What this task involves: Output every line below exactly.

# START OF Items

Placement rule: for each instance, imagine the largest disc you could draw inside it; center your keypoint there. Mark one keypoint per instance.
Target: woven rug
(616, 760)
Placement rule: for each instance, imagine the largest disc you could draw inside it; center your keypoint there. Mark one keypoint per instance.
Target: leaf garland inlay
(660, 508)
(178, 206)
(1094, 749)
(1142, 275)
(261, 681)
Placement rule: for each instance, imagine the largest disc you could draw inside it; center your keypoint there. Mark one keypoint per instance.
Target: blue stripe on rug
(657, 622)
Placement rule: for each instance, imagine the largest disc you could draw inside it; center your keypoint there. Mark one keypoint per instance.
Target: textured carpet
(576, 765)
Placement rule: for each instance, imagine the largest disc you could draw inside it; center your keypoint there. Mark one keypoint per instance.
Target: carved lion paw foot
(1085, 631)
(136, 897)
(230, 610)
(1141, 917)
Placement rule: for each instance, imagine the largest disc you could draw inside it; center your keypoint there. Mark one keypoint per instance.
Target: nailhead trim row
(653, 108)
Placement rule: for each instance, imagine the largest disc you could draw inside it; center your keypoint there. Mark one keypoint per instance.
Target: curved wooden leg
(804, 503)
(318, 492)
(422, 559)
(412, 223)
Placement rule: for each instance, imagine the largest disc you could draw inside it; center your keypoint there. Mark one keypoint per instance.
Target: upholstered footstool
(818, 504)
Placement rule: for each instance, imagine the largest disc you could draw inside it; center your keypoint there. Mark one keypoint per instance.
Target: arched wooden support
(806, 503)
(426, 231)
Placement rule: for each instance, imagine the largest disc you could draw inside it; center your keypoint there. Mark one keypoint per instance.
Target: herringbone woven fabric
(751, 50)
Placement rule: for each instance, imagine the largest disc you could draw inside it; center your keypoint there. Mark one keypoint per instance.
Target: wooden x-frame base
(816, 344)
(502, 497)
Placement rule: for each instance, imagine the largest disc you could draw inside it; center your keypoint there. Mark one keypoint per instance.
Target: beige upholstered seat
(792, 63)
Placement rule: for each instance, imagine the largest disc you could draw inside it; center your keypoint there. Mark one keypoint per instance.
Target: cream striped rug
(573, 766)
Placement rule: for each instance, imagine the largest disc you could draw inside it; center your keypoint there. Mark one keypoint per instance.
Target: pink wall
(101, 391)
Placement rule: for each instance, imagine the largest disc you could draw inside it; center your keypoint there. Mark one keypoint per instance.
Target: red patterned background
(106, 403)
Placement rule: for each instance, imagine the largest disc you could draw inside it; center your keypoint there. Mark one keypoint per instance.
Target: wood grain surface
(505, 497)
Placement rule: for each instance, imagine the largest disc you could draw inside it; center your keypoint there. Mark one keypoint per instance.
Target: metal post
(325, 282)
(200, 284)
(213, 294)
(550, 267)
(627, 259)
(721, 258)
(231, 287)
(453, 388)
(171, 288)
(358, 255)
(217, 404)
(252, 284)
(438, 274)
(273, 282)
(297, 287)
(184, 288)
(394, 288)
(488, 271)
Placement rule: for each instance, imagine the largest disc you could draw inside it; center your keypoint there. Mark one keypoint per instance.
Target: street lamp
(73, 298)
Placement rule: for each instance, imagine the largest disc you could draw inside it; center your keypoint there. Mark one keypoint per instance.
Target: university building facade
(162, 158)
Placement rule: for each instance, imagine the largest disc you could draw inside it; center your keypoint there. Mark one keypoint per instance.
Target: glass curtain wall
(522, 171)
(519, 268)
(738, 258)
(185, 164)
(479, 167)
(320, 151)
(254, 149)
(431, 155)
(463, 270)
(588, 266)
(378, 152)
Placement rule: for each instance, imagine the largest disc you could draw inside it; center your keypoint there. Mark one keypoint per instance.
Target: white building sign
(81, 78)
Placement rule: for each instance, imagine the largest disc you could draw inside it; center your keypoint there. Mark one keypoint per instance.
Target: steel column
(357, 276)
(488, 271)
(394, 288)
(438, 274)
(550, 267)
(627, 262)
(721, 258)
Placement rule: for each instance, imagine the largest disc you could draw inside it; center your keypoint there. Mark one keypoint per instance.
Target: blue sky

# END OF Items

Answer in full:
Placement rule: for each instance, imagine the largest disc you could draw inside it; center your keypoint there. Mark one keypoint per instance.
Target: woven rug
(616, 760)
Placement rule: for each instance, imagine the largest disc you could draw inside it; center your keypoint there. Mark one keypoint per instance.
Target: leaf garland inlay
(660, 508)
(178, 206)
(1094, 749)
(1142, 275)
(261, 681)
Placement rule: for each instance, imagine the largest disc you could draw inside it; center your keypoint there. Mark one keypoint per instance.
Target: blue stripe on rug
(657, 622)
Placement rule: for each instance, imagine the largest disc you could draw inside it; center your keypoint there. Mark one keypoint per instance.
Target: textured carpet
(576, 765)
Placement rule: for each instance, imagine the largest disc you could draw inside it; center your keypoint there. Mark one keypoint per instance.
Target: carved lion paw foot
(1085, 631)
(136, 897)
(230, 610)
(1141, 917)
Placement rule: for each instance, imagine the largest disc you could draw inside it; center your keypoint there. Mark one keypoint per instance.
Target: nailhead trim row
(653, 108)
Placement rule: for each instance, imagine the largest disc you could draw inside it; center your keypoint there. Mark one keypoint per instance.
Target: curved wooden leg
(804, 503)
(318, 492)
(422, 559)
(412, 223)
Placement rule: for each instance, imagine the largest disc you could draw inside it; center your keypoint there. Mark one keypoint per instance.
Target: upholstered footstool
(818, 504)
Placement rule: for each instance, imagine the largest disc you could draw inside it; center your keypoint there. Mark one keypoint per instance.
Target: arched wooden support
(806, 503)
(426, 231)
Placement rule: for each instance, imagine the largest disc you could draw inside it; center your keypoint there. Mark one keypoint per instance.
Target: herringbone woven fabric
(751, 50)
Placement rule: for each instance, imagine the largest disc you could draw inside it; center your keypoint there. Mark one keypoint per instance.
Target: wooden x-frame base
(816, 344)
(502, 497)
Placement rule: for each instance, imagine the largest disc you could draw inside it; center your keypoint there. Mark one keypoint per instance.
Target: beige upholstered seat
(792, 63)
Placement rule: for each instance, imagine the largest disc you could draw inside it; center your keypoint there. Mark one keypoint per instance.
Target: cream striped rug
(573, 766)
Placement rule: for each instance, imagine the largest disc you could draw inside it; center your keypoint there. Mark one keypoint per instance.
Target: pink wall
(101, 391)
Placement rule: for each instance, imagine the largest disc you could draw inside it; center your keypoint there. Mark one keypoint per instance.
Target: red patterned background
(106, 403)
Placement rule: for each instance, imagine the largest disc you could draw inside it; center your keypoint there. Mark one keypoint per instance.
Target: wood grain surface
(505, 497)
Placement rule: for each instance, imagine the largest disc you could draw inside it; center your keypoint there. Mark one keypoint per instance.
Target: metal post
(325, 282)
(200, 284)
(213, 294)
(550, 267)
(627, 259)
(721, 258)
(231, 287)
(453, 388)
(171, 288)
(358, 255)
(217, 404)
(252, 284)
(438, 274)
(273, 282)
(297, 287)
(184, 288)
(394, 288)
(488, 271)
Placement rule: for each instance, imagine the largest disc you could draw inside it; center your keypoint there. Mark one keypoint per instance.
Target: street lamp
(73, 298)
Placement rule: for each instance, imagine the largest disc you could draw inside it; center your keypoint there. Mark one keypoint per instance.
Target: university building facade
(162, 158)
Placement rule: for each instance, imagine the largest disc you could draw inside it; center your keypoint there. Mark one keypoint per instance.
Target: glass curtain wall
(522, 171)
(519, 268)
(738, 258)
(185, 164)
(479, 167)
(320, 151)
(254, 149)
(431, 155)
(463, 270)
(588, 266)
(378, 152)
Placement rule: for each instance, imagine the largest disc you could draw inside it; center your keypoint there. Mark one keypoint per instance.
Target: white building sign
(81, 78)
Placement rule: for each instance, imagine the largest disc you could draw inside it; center your keypoint there. Mark one keypoint per instance.
Target: steel column
(357, 276)
(488, 271)
(394, 288)
(438, 274)
(550, 267)
(627, 262)
(721, 258)
Placement rule: for each instance, imagine the largest disc you could draw inside it; center your keypoint there. Mark one keypoint per instance.
Target: blue sky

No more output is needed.